◆ Written request ◆
Pull every line of the data below and reproduce each one verbatim, with nothing changed.
------ Data for the task
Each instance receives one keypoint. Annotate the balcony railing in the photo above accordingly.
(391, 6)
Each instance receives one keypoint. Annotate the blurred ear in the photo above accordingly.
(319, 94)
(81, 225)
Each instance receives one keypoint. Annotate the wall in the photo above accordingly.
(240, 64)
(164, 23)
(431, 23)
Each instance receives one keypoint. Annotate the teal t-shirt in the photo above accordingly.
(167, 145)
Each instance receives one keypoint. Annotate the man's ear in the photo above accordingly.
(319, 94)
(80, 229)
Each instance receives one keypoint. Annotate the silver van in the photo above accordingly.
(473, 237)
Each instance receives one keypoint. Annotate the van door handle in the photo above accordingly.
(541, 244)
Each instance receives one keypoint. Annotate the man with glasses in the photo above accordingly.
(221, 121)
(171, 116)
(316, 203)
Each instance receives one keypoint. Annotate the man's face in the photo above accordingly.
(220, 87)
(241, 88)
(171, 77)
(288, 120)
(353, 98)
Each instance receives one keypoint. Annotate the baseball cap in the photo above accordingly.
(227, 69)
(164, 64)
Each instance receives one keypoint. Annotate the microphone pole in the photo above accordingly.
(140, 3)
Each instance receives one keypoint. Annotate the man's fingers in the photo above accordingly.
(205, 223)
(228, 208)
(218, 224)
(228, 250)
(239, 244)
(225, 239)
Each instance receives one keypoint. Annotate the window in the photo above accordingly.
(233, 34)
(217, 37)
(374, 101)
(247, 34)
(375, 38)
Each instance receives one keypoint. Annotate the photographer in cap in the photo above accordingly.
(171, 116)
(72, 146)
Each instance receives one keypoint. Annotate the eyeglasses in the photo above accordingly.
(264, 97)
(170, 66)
------------
◆ Task answer ◆
Each instance receives one keypoint. Annotate the balcony railing in the photo above accordingly.
(391, 6)
Each instance receives one keypoint. Annotate the blurred ear in the photo above accordingly.
(319, 94)
(81, 225)
Each instance receives one keypoint. Annotate the wall in the photo above accordingly.
(240, 64)
(164, 23)
(431, 23)
Each instance receives one keypoint. Annotate the teal t-shirt in the photo above accordingly.
(167, 145)
Each instance receives one keypoint. Annotate the man's ear in the photo above accordingly.
(319, 94)
(80, 229)
Each instance receives one keypoint. Annotate the silver van in the photo above accordingly.
(473, 237)
Each instance receives one keypoint. Annotate the van door handle in the photo above accordingly.
(541, 244)
Each instance receives one keypoint. Annotate the man with glasses in the photo above accordingly.
(221, 121)
(171, 116)
(316, 203)
Each instance receives one keypoint. Annotate the man's face in the photo above accordingly.
(220, 87)
(241, 88)
(171, 77)
(288, 120)
(353, 98)
Each instance receives one keypoint. Annotate the baseball cap in the photo above accordingly.
(227, 69)
(164, 64)
Each instance receives one keypoint. Annotate the microphone pole in the photo above accordingly.
(140, 3)
Each instance receives one keypoint. Annotate the man's fingers in the photo above accordingly.
(205, 223)
(228, 208)
(218, 224)
(228, 250)
(239, 244)
(225, 239)
Each instance receives one keypoint. Annotate the window in the photo above accordingly.
(233, 34)
(217, 37)
(374, 101)
(247, 34)
(375, 38)
Each instance receives one keypoint. Annotate the photographer in cap in the photo above accordingly.
(171, 116)
(72, 146)
Each instance receives one keypoint. Annotate the eyeglasses in the photo above accordingly.
(264, 97)
(170, 66)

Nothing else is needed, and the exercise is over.